**SELECTION:**
BEGIN
In transplanting the paesani culture of southern Italy to the hills of eastern Pennsylvania the Rosetans had created a powerful, protective social structure capable of insulating them from the pressures of the modern world. The Rosetans were healthy because of where they were from, because of the world they had created for themselves in their tiny little town in the hills.”
I’ve been thinking a lot about the idea of community lately. I’ve been wondering what it means to be part of community, and how I fit into that broader whole from where I live today. This question was compounded by an epiphany I had after a conversation with my sisters last week when I was finally able to acknowledge that, living 2100 miles away from me, they’re moving on without me and that’s ok. This realization had been slowly building but hadn’t sunk in with such peace of mind the way it did on that particular day during that particular conversation.
I’ve never been one to get homesick, even as a young girl. My need to experience the world on my own terms has always overpowered my fear of missing out on what I must leave behind to do so. So after living in London for about a year as a twenty-something, life in a big city had gotten under my bones and I felt compelled to move to New York, which is about as far as you could be from the West Coast.
And I don’t regret that decision for a second. Having lived here more than eight years, this city still thrills me every day. Even after two weeks away, I can’t wait to get back to this gritty, busy, beautiful city of mine. New York is and always will be in my blood.
But learning to let go is so hard. But some days, I’m reminded of what I gave up for all of it. It’s not homesickness, exactly. It’s a longing for the comfort you feel only in the presence of people you have known since day one. Your people. Your roots. But it’s more than that. It’s also a yearning to not miss out.
You fear that you know longer need them the way you once did, that you’re forgetting their voices and that their happily ever after continues without you. The holidays and birthdays continue without you. You’re no longer part of the inside jokes or the last-minute brunch plans. They remember you, always, but they’ve learned to live with the memory rather than your presence.
The phone calls, texts and FaceTiming can only do so much on the day you need a hug or a good happy cry. Some days you wish you could drop everything and go back. You wish you could just fly home and hug them all and go back to the moments you shared before you walked away. You wish your dad would go on his political diatribe one more time, your mom could call you over to finish a tub of ice cream with her some Friday night, and your sisters would keep a spare toothbrush at your place for those impromptu sleepovers.
It comes in waves. Some days you feel independent and loved, and other days you feel forgotten and alone. Some days you’re on the kitchen floor in tears, and other days you miss your family’s calls cause you’re so busy enjoying life. But when it hits just remember: it’s okay to miss home. It misses you too. And knowing that they have each other, even if you’re no longer part of that equation, gives you solace. Because it was never about you anyway.
But also, this is the path you chose. There is no going back. And even if you could, you know you would do it all over again, knowing the pain. Because that was how you grew into the woman you are today. That was how you learned to be brave, to stand on your own, and to broaden your understanding of the world. And above all, that was how you found your own tiny little town in the hills.
END
**MATERIALS PROVIDED:**
BEGIN
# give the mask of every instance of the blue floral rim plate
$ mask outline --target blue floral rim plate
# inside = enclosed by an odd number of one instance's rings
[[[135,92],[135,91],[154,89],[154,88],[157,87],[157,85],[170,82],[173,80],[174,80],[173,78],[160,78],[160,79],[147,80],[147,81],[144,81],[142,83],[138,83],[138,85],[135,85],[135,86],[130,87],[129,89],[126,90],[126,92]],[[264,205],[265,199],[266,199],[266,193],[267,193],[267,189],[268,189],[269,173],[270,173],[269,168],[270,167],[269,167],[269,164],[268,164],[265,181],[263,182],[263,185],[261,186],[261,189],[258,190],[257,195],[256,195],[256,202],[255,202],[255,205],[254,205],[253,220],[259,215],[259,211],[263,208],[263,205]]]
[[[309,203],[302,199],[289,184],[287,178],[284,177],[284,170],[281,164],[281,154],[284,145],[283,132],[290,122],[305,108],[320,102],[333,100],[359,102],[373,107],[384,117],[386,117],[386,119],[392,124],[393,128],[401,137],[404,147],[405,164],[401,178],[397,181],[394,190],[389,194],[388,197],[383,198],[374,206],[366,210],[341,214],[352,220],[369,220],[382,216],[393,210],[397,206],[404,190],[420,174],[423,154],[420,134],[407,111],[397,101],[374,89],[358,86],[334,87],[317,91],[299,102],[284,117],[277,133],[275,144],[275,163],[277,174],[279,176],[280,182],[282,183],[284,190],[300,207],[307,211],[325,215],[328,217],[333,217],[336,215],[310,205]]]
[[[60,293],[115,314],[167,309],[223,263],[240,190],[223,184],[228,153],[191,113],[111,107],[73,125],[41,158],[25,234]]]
END
BEGIN
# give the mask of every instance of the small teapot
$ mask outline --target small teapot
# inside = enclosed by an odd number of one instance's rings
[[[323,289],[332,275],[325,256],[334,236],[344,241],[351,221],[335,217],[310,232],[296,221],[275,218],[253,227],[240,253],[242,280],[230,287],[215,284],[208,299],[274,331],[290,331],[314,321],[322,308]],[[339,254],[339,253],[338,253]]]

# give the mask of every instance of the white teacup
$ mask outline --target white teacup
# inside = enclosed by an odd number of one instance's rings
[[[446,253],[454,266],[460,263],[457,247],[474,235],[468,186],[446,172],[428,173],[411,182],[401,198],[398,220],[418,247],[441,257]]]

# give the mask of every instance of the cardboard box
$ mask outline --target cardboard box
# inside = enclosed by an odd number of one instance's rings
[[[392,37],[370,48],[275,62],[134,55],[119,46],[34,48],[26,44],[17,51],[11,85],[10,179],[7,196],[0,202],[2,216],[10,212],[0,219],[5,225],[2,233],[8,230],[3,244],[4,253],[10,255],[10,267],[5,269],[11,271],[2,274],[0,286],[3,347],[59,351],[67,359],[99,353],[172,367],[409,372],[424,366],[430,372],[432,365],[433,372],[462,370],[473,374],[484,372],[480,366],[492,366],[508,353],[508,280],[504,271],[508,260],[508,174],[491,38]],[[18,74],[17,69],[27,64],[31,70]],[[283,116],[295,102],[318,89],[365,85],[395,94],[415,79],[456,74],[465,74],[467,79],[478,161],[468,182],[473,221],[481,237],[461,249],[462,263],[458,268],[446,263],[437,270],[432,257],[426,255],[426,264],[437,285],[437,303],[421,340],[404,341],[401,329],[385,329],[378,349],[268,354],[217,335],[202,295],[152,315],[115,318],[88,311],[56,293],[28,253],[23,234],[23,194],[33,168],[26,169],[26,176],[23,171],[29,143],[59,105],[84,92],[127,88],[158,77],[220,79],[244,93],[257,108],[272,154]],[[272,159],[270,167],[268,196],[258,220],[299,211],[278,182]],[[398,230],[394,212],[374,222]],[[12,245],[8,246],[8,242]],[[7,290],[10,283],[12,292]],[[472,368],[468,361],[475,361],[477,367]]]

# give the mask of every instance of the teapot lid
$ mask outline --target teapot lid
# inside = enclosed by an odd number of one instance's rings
END
**STATED PROBLEM A:** Rewrite the section of the essay that begins at "But learning to" and stops after "than your presence.", swapping "homesickness" for "nostalgia".
**STATED PROBLEM B:** Please gather every line of the rows that contains the string "teacup"; case counts.

**ANSWER A:**
But learning to let go is so hard. But some days, I’m reminded of what I gave up for all of it. It’s not nostalgia, exactly. It’s a longing for the comfort you feel only in the presence of people you have known since day one. Your people. Your roots. But it’s more than that. It’s also a yearning to not miss out.
You fear that you know longer need them the way you once did, that you’re forgetting their voices and that their happily ever after continues without you. The holidays and birthdays continue without you. You’re no longer part of the inside jokes or the last-minute brunch plans. They remember you, always, but they’ve learned to live with the memory rather than your presence.

**ANSWER B:**
# give the mask of every instance of the white teacup
$ mask outline --target white teacup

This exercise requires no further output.